[Point-per-instance localization data]
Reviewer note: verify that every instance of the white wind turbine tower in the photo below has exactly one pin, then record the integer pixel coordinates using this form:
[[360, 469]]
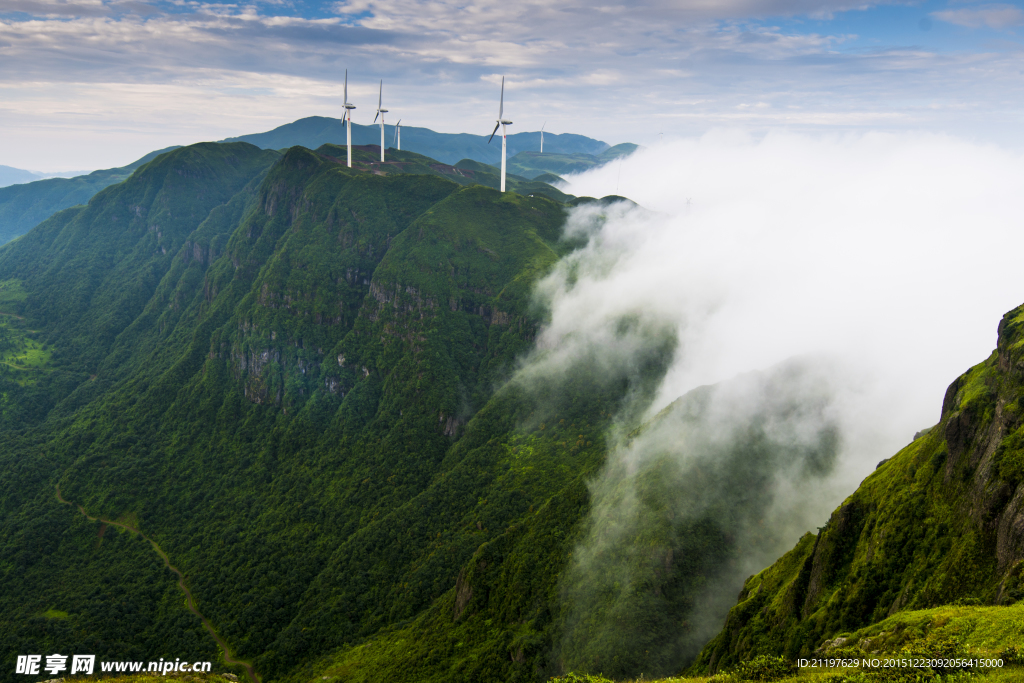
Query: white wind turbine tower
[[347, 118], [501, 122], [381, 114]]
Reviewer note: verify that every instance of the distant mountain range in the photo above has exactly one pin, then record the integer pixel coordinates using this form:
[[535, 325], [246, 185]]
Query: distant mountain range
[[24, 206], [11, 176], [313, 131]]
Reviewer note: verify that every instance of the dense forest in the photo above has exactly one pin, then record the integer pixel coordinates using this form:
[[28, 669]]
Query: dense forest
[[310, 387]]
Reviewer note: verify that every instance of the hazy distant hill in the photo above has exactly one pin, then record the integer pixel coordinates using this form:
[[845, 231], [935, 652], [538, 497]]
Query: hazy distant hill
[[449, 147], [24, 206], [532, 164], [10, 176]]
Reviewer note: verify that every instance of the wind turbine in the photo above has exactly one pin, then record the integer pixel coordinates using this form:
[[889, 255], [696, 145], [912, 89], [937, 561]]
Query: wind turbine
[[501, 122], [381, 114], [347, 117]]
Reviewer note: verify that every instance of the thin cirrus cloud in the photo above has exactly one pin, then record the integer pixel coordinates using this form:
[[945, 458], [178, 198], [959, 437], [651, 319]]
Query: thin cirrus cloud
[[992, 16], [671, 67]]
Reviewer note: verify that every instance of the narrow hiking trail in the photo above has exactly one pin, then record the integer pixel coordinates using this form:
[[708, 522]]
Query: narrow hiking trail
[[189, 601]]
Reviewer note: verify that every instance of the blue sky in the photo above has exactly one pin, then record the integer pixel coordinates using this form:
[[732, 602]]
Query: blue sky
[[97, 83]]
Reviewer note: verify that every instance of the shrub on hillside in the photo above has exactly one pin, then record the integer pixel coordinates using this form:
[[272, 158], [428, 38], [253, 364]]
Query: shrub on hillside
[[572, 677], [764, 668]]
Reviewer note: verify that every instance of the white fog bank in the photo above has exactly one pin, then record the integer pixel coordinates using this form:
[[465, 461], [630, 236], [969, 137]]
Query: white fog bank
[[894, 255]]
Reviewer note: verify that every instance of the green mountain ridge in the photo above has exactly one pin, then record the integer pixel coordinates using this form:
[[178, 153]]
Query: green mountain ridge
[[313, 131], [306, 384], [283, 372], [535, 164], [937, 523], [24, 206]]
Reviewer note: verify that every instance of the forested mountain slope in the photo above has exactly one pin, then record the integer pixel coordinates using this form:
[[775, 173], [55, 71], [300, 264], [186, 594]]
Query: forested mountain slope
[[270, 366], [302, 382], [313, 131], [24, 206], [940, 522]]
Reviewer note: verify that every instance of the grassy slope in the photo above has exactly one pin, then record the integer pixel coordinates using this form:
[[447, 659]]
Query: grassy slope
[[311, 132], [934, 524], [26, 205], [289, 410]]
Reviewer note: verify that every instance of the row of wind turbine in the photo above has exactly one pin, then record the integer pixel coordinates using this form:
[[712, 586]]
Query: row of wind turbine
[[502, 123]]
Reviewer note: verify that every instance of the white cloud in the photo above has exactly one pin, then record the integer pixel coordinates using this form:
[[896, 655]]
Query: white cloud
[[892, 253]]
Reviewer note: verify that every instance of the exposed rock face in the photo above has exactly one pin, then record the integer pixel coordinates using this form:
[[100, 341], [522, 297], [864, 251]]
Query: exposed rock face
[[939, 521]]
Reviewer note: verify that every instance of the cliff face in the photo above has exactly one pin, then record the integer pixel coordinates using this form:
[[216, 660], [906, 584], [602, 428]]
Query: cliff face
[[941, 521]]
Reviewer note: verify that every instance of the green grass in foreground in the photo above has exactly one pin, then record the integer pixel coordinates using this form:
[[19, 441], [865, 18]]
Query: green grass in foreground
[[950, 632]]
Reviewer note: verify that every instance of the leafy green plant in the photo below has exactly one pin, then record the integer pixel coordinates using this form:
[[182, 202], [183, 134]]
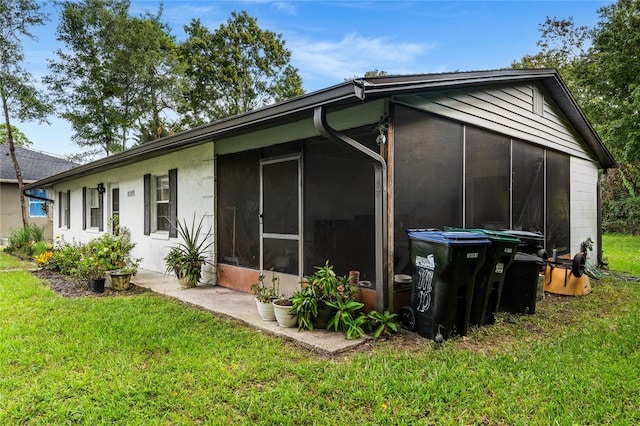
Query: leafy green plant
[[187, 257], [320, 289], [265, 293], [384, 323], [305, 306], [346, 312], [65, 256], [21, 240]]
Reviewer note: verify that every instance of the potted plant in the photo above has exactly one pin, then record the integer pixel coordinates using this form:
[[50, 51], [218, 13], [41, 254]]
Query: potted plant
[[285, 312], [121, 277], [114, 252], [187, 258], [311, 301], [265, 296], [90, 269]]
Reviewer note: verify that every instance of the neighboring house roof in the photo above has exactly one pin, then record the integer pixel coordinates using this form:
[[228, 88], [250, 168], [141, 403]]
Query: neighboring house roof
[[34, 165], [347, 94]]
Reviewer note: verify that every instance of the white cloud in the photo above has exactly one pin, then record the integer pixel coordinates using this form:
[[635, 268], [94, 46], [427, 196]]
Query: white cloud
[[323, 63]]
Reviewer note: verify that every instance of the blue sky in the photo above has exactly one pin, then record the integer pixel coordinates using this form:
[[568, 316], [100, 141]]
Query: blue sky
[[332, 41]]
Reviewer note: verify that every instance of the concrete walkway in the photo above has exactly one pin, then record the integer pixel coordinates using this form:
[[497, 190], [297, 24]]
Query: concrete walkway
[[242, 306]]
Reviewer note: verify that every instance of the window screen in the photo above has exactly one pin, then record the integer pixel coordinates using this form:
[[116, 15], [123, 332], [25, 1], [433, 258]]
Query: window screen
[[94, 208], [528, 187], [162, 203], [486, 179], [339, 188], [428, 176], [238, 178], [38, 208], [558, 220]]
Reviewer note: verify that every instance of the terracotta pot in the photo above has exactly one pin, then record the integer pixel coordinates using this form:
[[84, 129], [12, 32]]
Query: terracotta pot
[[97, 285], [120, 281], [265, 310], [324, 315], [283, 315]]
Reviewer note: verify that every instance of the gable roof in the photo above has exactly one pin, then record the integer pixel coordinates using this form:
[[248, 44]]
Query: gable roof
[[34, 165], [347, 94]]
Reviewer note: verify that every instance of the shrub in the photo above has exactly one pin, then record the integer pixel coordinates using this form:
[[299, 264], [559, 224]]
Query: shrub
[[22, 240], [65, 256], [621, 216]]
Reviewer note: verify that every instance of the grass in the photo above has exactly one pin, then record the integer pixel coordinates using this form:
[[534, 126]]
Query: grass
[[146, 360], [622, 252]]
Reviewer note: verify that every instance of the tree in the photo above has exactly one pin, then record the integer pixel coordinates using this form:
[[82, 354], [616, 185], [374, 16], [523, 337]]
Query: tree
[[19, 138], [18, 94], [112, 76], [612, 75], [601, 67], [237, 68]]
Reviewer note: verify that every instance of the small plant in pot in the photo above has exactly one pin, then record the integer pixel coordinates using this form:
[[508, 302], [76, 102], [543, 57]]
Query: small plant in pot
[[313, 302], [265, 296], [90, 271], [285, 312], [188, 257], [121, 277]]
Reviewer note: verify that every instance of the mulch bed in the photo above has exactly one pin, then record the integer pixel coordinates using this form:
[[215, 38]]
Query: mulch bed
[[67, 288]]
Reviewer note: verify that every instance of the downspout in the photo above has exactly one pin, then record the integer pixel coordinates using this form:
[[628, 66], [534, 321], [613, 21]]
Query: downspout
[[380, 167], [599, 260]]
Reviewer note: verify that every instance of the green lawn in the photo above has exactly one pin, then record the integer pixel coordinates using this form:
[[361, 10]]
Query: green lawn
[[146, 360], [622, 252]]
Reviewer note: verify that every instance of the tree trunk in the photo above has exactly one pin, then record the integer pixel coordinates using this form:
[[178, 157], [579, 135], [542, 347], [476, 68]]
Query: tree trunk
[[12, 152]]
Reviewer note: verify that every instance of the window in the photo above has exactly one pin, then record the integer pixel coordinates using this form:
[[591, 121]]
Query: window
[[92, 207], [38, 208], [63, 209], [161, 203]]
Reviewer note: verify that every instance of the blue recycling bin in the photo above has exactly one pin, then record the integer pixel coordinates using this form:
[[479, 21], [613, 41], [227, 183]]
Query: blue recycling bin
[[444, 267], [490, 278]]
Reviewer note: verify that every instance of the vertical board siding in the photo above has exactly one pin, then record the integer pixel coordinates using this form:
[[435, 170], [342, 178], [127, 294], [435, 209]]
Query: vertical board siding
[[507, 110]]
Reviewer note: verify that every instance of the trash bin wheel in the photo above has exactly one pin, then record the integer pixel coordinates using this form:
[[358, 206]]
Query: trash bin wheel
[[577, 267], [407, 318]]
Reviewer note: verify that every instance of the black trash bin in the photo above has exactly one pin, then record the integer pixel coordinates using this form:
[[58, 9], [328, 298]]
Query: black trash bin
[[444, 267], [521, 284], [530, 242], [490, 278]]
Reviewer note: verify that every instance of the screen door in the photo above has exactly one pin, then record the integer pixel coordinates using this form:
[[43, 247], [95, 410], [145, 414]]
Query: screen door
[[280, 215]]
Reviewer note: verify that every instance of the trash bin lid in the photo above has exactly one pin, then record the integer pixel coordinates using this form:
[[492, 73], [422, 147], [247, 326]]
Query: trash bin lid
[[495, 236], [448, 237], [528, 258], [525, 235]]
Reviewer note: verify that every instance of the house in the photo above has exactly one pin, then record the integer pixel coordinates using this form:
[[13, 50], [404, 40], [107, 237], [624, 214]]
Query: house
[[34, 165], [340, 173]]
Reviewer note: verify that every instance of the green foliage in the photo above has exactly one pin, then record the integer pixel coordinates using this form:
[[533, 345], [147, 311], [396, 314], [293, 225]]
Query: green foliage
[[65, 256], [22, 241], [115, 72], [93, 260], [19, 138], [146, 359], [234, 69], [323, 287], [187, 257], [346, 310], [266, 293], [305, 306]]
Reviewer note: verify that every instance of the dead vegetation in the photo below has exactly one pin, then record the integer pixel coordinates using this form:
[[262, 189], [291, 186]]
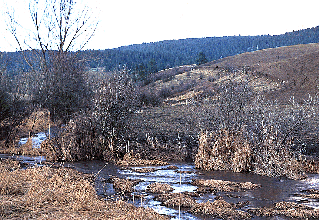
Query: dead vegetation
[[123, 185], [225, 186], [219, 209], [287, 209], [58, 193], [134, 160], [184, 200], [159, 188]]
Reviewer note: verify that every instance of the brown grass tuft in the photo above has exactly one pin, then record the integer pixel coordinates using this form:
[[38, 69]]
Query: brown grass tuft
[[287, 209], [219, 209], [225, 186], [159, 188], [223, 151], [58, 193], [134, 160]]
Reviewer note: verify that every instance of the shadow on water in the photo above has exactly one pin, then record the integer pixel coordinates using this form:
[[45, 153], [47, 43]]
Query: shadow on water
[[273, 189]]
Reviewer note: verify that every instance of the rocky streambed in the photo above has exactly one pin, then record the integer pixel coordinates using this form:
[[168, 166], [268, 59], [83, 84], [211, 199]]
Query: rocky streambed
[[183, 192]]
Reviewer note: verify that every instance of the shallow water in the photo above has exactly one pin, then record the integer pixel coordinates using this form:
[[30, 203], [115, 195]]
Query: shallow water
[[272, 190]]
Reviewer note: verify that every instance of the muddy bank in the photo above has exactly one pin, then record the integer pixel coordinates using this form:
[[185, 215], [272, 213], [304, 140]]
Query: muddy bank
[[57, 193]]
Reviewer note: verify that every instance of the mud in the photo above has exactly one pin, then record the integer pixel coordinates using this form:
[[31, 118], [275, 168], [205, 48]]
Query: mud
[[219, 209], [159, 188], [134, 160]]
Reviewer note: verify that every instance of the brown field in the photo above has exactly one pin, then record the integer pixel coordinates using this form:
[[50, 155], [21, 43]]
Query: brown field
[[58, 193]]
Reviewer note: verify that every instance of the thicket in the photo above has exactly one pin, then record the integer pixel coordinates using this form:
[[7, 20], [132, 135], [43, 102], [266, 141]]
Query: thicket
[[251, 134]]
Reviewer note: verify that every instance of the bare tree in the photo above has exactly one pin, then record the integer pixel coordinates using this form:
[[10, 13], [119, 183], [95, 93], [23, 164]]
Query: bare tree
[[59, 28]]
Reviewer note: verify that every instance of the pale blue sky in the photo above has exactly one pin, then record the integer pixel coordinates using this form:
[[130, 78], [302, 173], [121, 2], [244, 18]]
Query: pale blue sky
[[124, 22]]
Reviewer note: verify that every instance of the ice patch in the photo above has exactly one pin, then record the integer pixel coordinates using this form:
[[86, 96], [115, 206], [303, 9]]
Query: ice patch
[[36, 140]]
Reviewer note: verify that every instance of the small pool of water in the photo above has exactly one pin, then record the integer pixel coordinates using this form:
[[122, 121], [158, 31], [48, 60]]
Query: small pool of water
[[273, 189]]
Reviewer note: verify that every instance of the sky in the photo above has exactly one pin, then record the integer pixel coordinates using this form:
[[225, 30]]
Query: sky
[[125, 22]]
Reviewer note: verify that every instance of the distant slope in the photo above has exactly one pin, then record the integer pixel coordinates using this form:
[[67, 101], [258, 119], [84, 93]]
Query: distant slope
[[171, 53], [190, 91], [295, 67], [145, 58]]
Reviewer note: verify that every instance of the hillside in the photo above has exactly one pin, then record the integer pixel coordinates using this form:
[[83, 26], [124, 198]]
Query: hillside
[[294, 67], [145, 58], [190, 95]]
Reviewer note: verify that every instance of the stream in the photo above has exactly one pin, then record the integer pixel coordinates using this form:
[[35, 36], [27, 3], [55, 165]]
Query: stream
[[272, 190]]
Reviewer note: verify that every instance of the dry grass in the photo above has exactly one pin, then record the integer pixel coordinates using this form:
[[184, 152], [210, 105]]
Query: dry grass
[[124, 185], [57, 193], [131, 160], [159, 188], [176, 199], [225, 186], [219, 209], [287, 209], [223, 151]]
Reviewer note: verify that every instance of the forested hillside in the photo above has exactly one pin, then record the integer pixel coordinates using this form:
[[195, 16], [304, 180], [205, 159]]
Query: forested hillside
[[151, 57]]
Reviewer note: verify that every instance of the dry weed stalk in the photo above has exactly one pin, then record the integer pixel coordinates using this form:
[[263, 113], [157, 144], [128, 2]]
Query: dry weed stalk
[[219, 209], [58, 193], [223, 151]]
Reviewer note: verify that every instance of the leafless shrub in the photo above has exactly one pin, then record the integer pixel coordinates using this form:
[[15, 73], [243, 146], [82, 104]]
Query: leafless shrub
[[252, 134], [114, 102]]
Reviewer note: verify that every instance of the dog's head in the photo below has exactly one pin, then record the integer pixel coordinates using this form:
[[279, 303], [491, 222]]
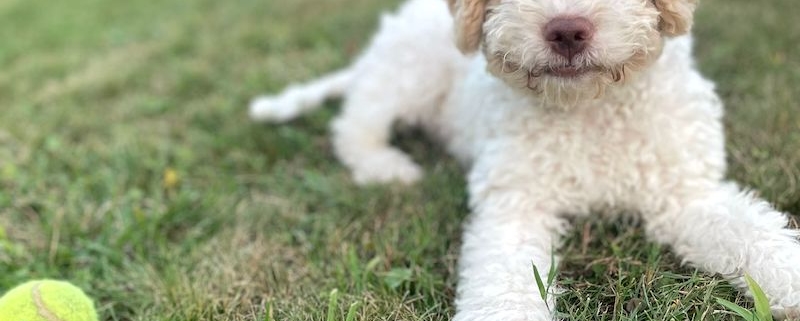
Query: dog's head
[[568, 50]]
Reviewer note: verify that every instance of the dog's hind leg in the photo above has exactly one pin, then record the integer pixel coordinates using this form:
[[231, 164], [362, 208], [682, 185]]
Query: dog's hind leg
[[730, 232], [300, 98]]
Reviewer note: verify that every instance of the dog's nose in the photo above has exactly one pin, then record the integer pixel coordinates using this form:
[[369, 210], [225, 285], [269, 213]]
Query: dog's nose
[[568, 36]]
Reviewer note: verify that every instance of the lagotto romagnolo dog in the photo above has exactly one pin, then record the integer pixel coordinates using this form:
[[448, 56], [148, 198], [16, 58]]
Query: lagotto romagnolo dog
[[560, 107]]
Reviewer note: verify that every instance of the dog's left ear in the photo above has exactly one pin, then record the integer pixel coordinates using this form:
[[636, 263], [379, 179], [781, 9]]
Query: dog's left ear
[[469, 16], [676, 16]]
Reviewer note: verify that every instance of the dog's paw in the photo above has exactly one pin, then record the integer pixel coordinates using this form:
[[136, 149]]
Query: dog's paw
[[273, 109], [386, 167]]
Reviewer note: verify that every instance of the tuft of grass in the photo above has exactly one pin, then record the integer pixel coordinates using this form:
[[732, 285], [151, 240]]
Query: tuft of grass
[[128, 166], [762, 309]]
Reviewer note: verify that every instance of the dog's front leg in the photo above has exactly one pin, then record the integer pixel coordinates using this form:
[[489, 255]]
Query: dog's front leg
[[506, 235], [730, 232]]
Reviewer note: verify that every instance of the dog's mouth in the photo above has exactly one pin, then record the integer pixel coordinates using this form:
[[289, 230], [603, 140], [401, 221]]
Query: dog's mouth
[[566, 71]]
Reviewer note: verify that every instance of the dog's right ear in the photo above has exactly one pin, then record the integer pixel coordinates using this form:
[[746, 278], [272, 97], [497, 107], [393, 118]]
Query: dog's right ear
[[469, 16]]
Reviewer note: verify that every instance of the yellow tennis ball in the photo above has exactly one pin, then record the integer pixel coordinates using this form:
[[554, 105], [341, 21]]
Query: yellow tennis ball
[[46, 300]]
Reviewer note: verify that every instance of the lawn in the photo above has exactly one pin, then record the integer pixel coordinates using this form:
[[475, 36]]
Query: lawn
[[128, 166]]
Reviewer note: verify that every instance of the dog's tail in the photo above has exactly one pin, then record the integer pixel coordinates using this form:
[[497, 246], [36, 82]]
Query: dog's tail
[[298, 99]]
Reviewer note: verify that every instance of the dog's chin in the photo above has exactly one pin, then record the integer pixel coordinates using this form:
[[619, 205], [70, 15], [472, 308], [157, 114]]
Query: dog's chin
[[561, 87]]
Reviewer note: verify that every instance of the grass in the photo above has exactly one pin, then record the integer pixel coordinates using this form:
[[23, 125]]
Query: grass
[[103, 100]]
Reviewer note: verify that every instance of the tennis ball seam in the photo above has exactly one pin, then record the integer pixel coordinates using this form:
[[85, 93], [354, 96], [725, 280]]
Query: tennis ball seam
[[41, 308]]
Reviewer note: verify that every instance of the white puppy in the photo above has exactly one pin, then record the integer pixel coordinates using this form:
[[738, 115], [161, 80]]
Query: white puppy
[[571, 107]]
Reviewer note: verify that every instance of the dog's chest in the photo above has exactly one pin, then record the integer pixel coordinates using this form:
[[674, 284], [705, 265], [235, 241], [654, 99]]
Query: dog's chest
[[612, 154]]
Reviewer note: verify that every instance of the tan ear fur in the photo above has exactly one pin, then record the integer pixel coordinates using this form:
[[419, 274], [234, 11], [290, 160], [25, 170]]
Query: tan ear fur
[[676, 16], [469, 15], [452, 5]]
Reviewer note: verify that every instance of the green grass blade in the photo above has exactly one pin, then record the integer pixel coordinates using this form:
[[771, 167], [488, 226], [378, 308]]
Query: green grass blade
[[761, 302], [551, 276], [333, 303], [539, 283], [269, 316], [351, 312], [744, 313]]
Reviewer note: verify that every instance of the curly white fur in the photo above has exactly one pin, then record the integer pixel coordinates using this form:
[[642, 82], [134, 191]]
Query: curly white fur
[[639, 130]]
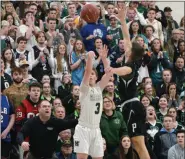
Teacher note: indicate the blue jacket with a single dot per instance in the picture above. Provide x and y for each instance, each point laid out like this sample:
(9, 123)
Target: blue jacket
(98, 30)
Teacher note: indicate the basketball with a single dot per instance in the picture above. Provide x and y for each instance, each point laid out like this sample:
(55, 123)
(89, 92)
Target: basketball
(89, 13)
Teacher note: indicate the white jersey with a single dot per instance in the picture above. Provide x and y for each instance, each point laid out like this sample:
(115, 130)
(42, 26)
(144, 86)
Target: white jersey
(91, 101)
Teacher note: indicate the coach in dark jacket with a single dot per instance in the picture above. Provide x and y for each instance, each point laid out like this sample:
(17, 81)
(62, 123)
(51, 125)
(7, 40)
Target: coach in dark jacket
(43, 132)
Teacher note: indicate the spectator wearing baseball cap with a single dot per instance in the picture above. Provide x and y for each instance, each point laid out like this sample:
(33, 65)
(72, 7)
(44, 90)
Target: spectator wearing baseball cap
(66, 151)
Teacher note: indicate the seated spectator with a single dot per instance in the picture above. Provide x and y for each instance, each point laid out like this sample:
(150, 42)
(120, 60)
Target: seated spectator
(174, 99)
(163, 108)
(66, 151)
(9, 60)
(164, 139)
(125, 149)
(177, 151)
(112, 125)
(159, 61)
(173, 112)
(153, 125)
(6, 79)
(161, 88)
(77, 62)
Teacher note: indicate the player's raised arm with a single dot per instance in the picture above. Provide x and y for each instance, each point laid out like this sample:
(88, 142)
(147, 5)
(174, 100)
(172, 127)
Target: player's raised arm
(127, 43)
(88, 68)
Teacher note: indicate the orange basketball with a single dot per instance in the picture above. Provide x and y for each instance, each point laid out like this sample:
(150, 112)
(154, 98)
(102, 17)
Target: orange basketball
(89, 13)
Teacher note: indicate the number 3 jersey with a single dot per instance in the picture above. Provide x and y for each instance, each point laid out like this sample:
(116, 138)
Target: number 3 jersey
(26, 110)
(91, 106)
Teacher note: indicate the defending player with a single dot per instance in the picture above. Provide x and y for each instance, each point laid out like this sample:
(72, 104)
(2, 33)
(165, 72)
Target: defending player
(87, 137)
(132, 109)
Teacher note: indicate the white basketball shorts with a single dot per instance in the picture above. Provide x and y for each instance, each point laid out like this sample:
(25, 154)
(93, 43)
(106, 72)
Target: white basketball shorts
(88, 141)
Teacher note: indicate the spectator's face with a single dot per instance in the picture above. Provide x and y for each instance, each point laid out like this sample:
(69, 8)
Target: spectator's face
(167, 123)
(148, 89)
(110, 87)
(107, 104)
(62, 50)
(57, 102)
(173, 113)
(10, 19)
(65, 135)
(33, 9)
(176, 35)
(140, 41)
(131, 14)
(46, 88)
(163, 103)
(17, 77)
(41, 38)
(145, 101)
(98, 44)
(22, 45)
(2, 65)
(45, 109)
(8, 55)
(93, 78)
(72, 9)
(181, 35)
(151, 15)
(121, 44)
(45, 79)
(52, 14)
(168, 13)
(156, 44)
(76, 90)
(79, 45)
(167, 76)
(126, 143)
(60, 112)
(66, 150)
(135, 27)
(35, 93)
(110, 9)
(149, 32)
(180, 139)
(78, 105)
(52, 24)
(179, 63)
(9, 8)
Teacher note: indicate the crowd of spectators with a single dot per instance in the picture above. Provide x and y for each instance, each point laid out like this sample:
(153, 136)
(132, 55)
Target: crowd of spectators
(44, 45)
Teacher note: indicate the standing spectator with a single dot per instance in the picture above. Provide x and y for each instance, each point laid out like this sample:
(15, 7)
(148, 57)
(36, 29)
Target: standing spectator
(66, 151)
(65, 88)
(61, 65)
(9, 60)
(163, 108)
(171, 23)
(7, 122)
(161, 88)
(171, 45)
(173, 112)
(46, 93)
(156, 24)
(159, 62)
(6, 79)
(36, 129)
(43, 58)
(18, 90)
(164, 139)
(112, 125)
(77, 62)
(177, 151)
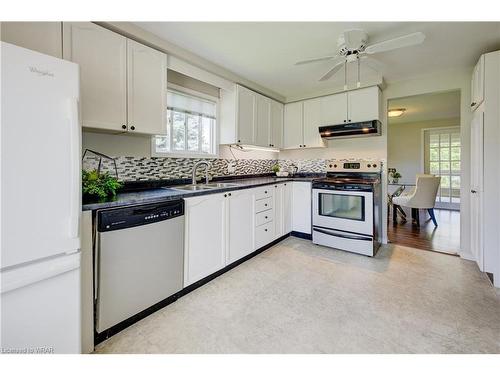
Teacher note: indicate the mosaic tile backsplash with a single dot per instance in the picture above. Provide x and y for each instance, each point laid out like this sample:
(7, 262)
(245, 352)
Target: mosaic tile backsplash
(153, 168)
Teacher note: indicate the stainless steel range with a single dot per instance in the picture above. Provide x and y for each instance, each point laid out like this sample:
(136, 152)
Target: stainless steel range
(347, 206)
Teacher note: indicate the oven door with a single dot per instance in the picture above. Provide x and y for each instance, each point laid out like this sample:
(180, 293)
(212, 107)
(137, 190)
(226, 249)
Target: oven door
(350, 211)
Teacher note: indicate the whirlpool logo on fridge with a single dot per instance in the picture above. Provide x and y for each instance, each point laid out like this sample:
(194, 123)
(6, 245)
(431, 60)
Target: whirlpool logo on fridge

→ Work instruction
Please return every line of the records that contains the word "below".

→ Written answer
Reviewer note: verify that every instance of the white wind turbine tower in the photo below has exactly one pin, then record the integer pixel coordinates using this form:
Reviewer note: verify that every instance of the leafy green plant in the photo below has exactly one pin, then record the integer pixel coordinates using this form:
Reviewer note: verify that every instance of the dead vegetation in the photo below has exactly one pin, then record the integer pixel coordinates using this form:
Reviewer note: verify that every instance of the dog's head in the photo below has exactly one pin, then record the integer pixel coordinates using this form:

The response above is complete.